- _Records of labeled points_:
--------------------------------

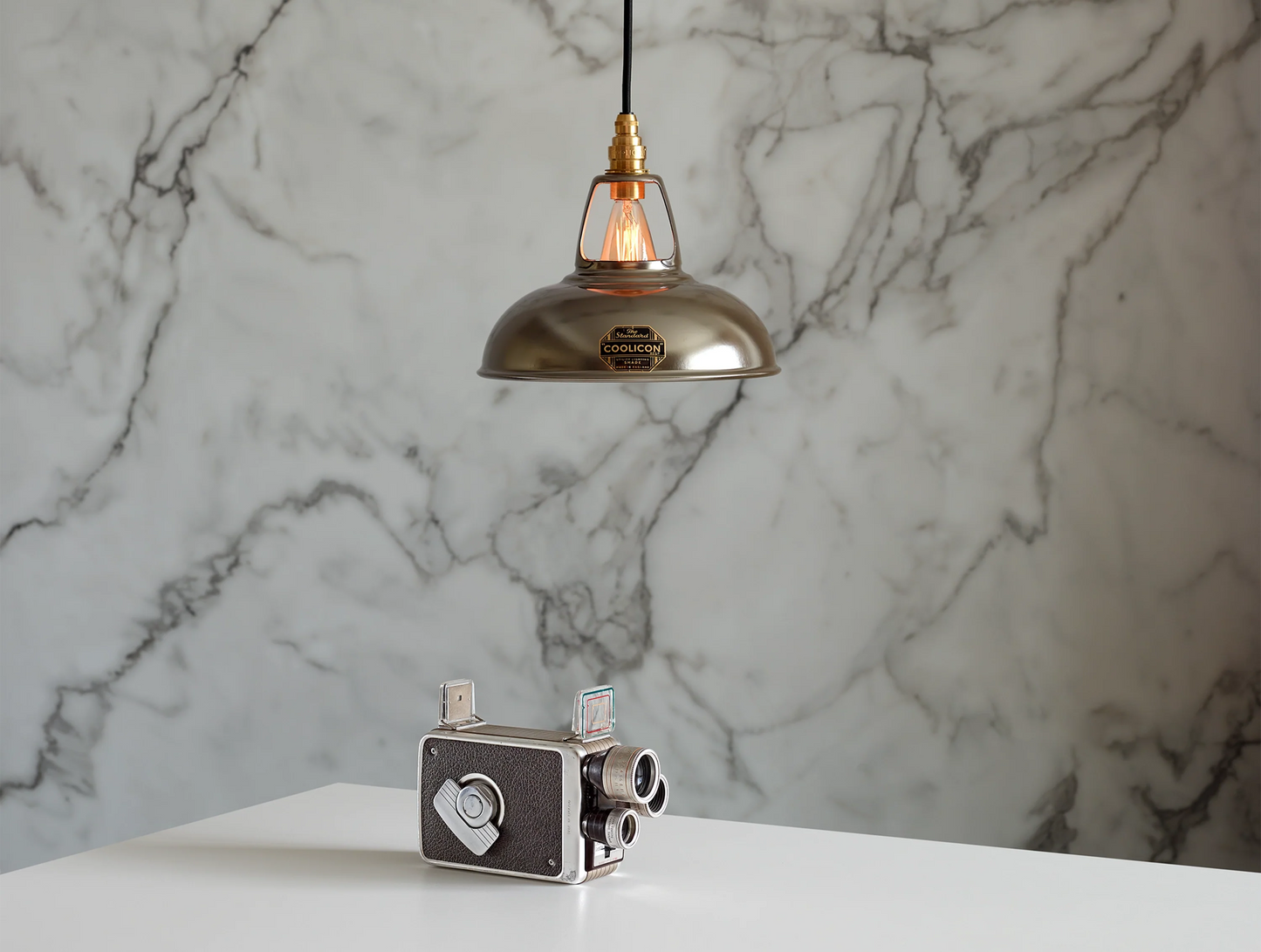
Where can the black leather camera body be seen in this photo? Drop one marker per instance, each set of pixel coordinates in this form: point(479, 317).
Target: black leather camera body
point(552, 805)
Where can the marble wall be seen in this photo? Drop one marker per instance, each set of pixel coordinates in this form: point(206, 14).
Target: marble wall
point(983, 564)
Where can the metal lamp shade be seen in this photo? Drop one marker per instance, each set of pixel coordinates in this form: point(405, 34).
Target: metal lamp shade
point(623, 320)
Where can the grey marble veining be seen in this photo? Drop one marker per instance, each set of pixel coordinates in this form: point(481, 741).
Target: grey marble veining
point(981, 564)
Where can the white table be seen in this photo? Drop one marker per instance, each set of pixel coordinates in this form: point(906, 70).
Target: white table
point(337, 867)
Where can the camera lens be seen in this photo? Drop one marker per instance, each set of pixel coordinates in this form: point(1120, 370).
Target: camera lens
point(656, 806)
point(618, 829)
point(624, 773)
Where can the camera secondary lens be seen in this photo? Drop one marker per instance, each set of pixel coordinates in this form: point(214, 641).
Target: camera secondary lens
point(618, 829)
point(624, 773)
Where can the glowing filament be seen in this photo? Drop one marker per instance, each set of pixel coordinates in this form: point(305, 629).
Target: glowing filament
point(627, 237)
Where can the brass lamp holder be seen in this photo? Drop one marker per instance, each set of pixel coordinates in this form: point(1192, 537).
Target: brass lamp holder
point(627, 154)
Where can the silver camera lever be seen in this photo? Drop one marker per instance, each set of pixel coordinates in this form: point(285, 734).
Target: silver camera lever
point(467, 812)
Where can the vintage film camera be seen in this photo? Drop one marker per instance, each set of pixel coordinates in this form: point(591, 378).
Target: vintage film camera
point(540, 804)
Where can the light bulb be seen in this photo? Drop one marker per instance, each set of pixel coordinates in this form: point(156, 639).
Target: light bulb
point(627, 238)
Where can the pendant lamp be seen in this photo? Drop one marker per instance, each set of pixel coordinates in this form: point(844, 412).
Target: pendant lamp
point(628, 312)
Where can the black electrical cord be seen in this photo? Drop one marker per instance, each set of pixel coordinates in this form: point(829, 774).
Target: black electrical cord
point(626, 57)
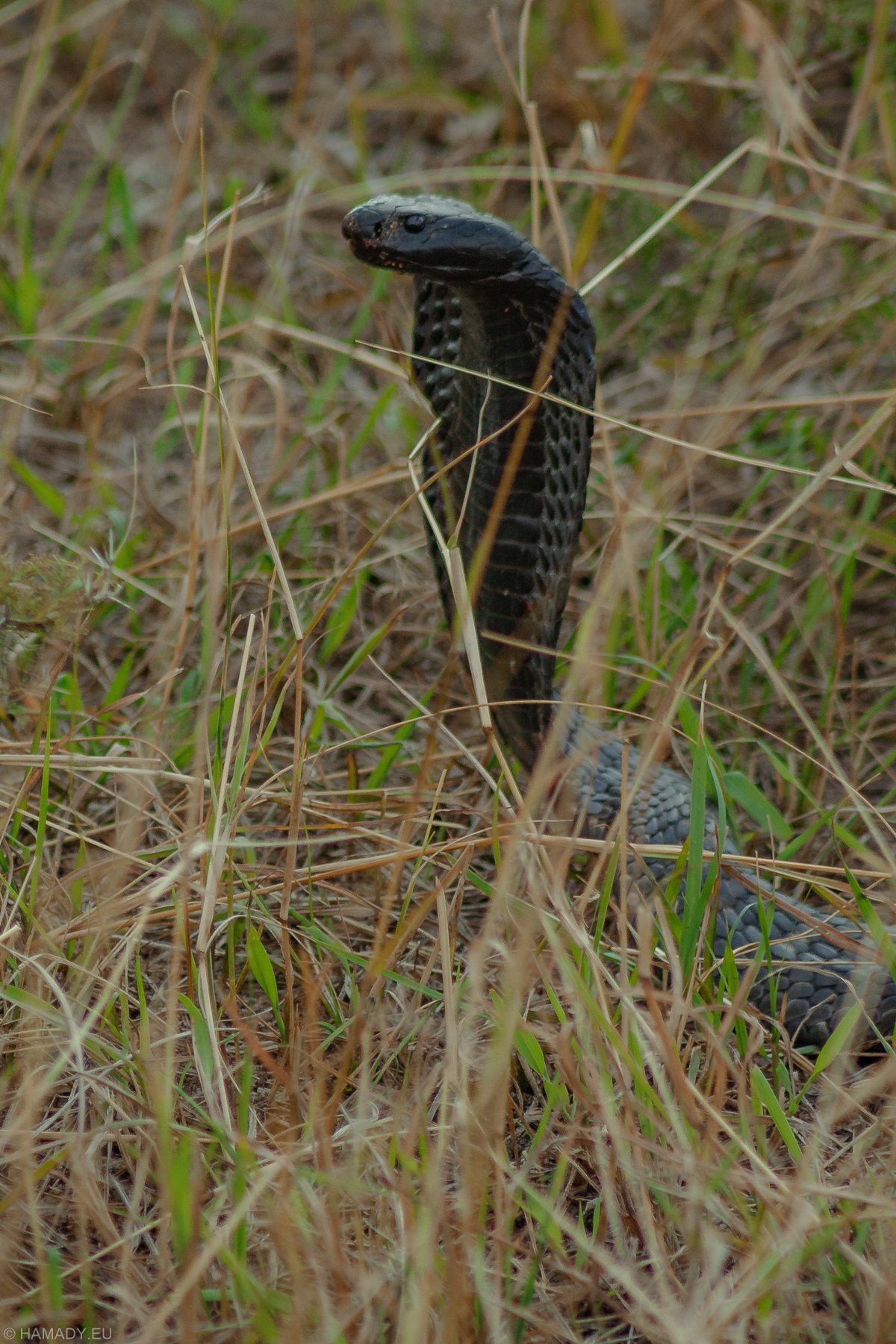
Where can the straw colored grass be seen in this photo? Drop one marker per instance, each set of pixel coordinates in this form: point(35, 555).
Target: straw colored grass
point(311, 1027)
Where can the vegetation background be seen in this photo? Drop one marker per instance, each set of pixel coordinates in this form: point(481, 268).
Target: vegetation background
point(307, 1031)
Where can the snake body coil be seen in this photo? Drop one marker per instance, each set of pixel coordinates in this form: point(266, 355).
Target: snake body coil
point(488, 302)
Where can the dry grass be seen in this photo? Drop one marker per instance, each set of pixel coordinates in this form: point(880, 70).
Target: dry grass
point(308, 1031)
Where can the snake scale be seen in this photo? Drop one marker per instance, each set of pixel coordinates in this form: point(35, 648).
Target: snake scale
point(488, 302)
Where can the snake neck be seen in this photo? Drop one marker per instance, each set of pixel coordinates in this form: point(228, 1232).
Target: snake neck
point(529, 476)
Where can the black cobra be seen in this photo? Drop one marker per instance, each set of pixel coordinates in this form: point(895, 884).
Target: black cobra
point(487, 302)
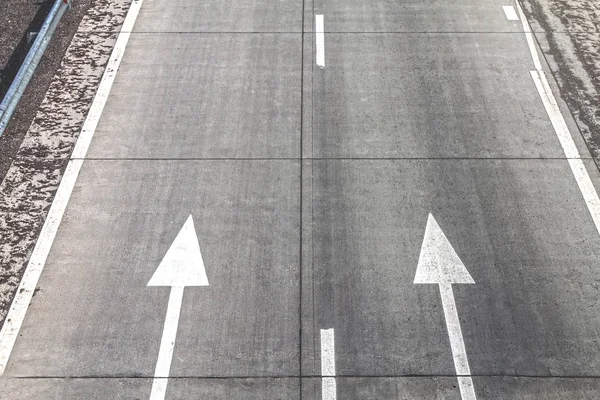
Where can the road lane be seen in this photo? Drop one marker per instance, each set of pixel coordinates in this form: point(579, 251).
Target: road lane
point(215, 95)
point(94, 314)
point(527, 240)
point(451, 124)
point(134, 389)
point(161, 16)
point(428, 96)
point(415, 16)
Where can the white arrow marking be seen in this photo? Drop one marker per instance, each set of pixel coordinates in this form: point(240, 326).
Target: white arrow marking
point(439, 264)
point(320, 36)
point(182, 266)
point(328, 386)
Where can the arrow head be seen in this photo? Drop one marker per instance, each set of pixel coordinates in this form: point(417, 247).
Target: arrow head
point(182, 265)
point(438, 262)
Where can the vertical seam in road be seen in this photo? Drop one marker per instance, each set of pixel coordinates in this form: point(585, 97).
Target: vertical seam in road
point(301, 205)
point(312, 186)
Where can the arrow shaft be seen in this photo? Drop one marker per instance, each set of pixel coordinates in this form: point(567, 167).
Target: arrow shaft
point(459, 354)
point(167, 345)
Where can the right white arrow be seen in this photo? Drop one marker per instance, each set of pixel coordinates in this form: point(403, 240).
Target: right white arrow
point(439, 264)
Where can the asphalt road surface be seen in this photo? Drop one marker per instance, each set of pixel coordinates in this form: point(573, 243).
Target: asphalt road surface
point(395, 206)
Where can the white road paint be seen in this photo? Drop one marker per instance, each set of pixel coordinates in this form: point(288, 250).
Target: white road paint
point(328, 386)
point(510, 13)
point(18, 309)
point(439, 264)
point(566, 140)
point(320, 35)
point(559, 124)
point(529, 37)
point(181, 266)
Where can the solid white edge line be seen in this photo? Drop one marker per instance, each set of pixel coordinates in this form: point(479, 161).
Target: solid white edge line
point(328, 385)
point(18, 309)
point(566, 140)
point(529, 37)
point(320, 36)
point(510, 13)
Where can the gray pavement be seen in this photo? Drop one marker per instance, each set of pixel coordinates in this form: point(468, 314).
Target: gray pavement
point(310, 190)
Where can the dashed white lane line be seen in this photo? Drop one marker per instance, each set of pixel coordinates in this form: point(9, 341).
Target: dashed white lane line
point(564, 136)
point(320, 35)
point(529, 37)
point(18, 309)
point(510, 13)
point(328, 386)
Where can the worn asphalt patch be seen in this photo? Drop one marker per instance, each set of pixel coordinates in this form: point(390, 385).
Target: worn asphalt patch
point(33, 177)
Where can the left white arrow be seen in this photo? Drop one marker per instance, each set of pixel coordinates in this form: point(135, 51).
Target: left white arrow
point(182, 266)
point(439, 264)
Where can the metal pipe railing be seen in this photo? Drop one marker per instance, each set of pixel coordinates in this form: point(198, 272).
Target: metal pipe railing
point(19, 84)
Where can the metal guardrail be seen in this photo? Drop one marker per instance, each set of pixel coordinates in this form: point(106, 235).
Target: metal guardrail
point(14, 93)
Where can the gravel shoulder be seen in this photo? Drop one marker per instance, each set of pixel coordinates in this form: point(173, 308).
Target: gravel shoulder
point(42, 149)
point(568, 32)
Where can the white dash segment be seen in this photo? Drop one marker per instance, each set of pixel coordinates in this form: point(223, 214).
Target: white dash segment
point(529, 36)
point(510, 13)
point(328, 385)
point(566, 140)
point(18, 309)
point(320, 35)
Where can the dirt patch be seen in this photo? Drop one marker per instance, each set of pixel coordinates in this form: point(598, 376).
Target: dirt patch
point(17, 19)
point(28, 188)
point(568, 32)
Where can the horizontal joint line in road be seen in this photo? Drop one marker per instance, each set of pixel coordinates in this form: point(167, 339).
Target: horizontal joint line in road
point(342, 159)
point(335, 32)
point(313, 376)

--------------------------------

- _Prompt_: Output every line of the records above verbatim, leaving out the pictures.

- _Complete output_:
Where can the black leather camera body be seen in this photo? Drop one marker per instance, each set of pixel coordinates in this form: point(479, 317).
Target: black leather camera body
point(552, 805)
Where can the marble wall be seen in this photo? Drop one marker per instance, each set of pixel coordinates in this form: point(206, 14).
Target: marble wall
point(983, 564)
Where can the metal lamp shade be seen in this photo? Drop one marker per instance, each set of pixel coordinates in this form: point(405, 34).
Target: metal lamp shade
point(623, 320)
Where can the grey marble veining be seen in this photo? Drop one marker per instance, each set of pixel coordinates in this form: point(481, 741).
Target: grey marble veining
point(981, 564)
Where can the white table be seen in this photo? Drop one marker per instance, each set of pixel coordinates in this form: point(906, 70).
Target: white table
point(337, 867)
Where can the camera lens be seen in this photo? Drop one marker per instance, each set of pixel coordinates in this form: point(1120, 370).
Target: camera lens
point(656, 806)
point(618, 829)
point(624, 773)
Where can the camera secondary lens be seen in this photo? Drop one marker per instance, each set of pixel coordinates in this form: point(214, 641).
Target: camera secondary lens
point(618, 829)
point(624, 773)
Where can the glowing filament be seen in this photo? Drop one marker per instance, each set of pixel coordinates in this form: point(305, 629).
Target: glowing filament
point(627, 237)
Where can the brass lamp holder be seen in this photo? Drop one marker per instance, each set of pixel coordinates in this form: point(1192, 537).
Target: brass lamp holder
point(627, 154)
Where can the silver camera lever be seen in this photo? Drop one marker per instance, each set of pixel coordinates in this form: point(285, 734).
Target: silver camera lever
point(467, 812)
Where can the vintage film camera be seen in this photo? Drop one marker per instance, each set of pixel coordinates in this form: point(591, 378).
Target: vintage film camera
point(540, 804)
Where can the light bulb be seen in this photo? Drop one marker per instance, each set of pixel coordinates in this form: point(156, 639).
Target: light bulb
point(627, 238)
Where can the pendant lamp be seen in this photo? Drop one marker per instance, each set of pixel coordinates in this form: point(844, 412).
Target: pendant lamp
point(628, 312)
Where can the black electrical cord be seen in this photo? Drop one marker per instance, each set of pixel coordinates in this form: point(829, 774).
Target: black electrical cord
point(626, 57)
Where can the straw colored grass be seen in this photo? Drop one marker per instance, each set of pixel coordinates in this form: point(35, 555).
Target: straw colored grass
point(311, 1027)
Where can the vegetation background be seen in this photo? Drop one marker per instance, each set of pixel coordinates in this form: point(481, 268).
Target: vegetation background
point(307, 1031)
Where can the snake body coil be seen in this photo? Drop one marker per instance, each set of pixel coordinates in this form: point(266, 355).
Target: snake body coil
point(488, 302)
Where can the dry grass be seen in this photo? Drop one marker per instance, each set of pixel coordinates in this form: point(880, 70).
Target: dry grass
point(308, 1031)
Where can the snake scale be seen in this photo? Drop one marker per instance, each set of pixel coordinates in this form: point(35, 648).
Target: snake scale
point(488, 302)
Where can the snake neck be seen in this photo? Drop one marker per instance, each set of pixel coordinates in this form: point(228, 1232).
Target: snake neck
point(529, 476)
Where can the black cobra be seen in this photo? Drop one marker per instance, each set of pixel coordinates in this form: point(895, 884).
Target: black cobra
point(487, 302)
Where can the road lane be seen in this photo? Drop one marker per instance, each set of pixel coordinates in this form: point(579, 251).
Target: road lane
point(215, 95)
point(94, 314)
point(527, 240)
point(451, 124)
point(134, 389)
point(161, 16)
point(428, 96)
point(415, 16)
Where can the white arrow marking be seen in this photo? Drop one marker per instance, each set of pixel coordinates in this form: point(240, 326).
Target: white arrow marking
point(439, 264)
point(320, 36)
point(182, 266)
point(328, 386)
Where can the arrow head be seen in this photo? Drop one marker per instance, each set of pixel coordinates in this form: point(417, 247).
Target: arrow head
point(182, 265)
point(438, 262)
Where can the vertical seam in road be seen in this photo? Drop one marker per instance, each set of pixel coordinates in this form: point(585, 97).
Target: vertical seam in road
point(301, 205)
point(312, 186)
Where can the arrow shaft be seen in this photo? Drop one marker per instance, each set of pixel coordinates in this form: point(567, 167).
Target: arrow shaft
point(459, 354)
point(167, 345)
Where can the right white arrow be seen in this photo? Drop one marker per instance, each set of pixel coordinates in this form: point(403, 240).
Target: right white arrow
point(439, 264)
Where can the asphalt road surface be seen in this photo? Drop one marker per instance, each set of pixel coordinates in this form: point(573, 243).
Target: asphalt road surface
point(395, 206)
Where can the white road paint be seen in this photo? Drop one marker per instance, each set of pixel coordinates in this form: point(288, 250).
Target: white road paint
point(328, 386)
point(510, 13)
point(18, 309)
point(439, 264)
point(566, 140)
point(320, 35)
point(559, 124)
point(529, 37)
point(181, 266)
Where can the solid white edge line be seen in this photo? Drop one marker per instance, each set of pixel coordinates in this form: point(479, 161).
Target: solid white edge line
point(328, 385)
point(18, 309)
point(566, 140)
point(529, 37)
point(320, 36)
point(510, 13)
Where can the gray pavement be seen in this photo? Drop one marker per instance, each set of pixel coordinates in this form: point(468, 314).
Target: gray pavement
point(310, 190)
Where can the dashed white lane line be seen in this photo? Drop one marker per instance, each set of pixel coordinates in this form: point(9, 341).
Target: dashed white lane line
point(564, 136)
point(320, 35)
point(529, 37)
point(18, 309)
point(510, 13)
point(328, 386)
Where can the worn asphalt patch be seen in this photo? Drop one marker per instance, each set of pixel coordinates in this form: point(390, 385).
Target: worn asphalt patch
point(33, 177)
Where can the left white arrow be seen in this photo? Drop one marker per instance, each set of pixel coordinates in this form: point(135, 51).
Target: left white arrow
point(182, 266)
point(439, 264)
Where can the metal pipe railing be seen in this photo? Drop one marker per instance, each set of pixel coordinates in this form: point(198, 272).
Target: metal pipe railing
point(19, 84)
Where can the metal guardrail be seen in this photo? Drop one marker per instance, each set of pixel coordinates in this form: point(106, 235).
Target: metal guardrail
point(14, 93)
Where can the gravel shoulder be seen in this photo? Drop one marker per instance, each set of pixel coordinates in this form: point(173, 308).
Target: gravel shoulder
point(42, 149)
point(568, 32)
Where can the white dash segment be seen in this photo? Drop one marker per instance, each set of pixel coordinates in this form: point(223, 214).
Target: white dash segment
point(529, 36)
point(510, 13)
point(328, 385)
point(566, 140)
point(18, 309)
point(320, 35)
Where can the dirt patch be seen in this photo? Drop one marker per instance, each set of pixel coordinates in this form: point(598, 376).
Target: dirt patch
point(17, 19)
point(28, 188)
point(568, 32)
Where can the horizontal joint line in road be seen in this photo? Drop one marker per instance, each set of pixel coordinates in this form: point(167, 339).
Target: horizontal joint line in road
point(342, 159)
point(335, 32)
point(313, 376)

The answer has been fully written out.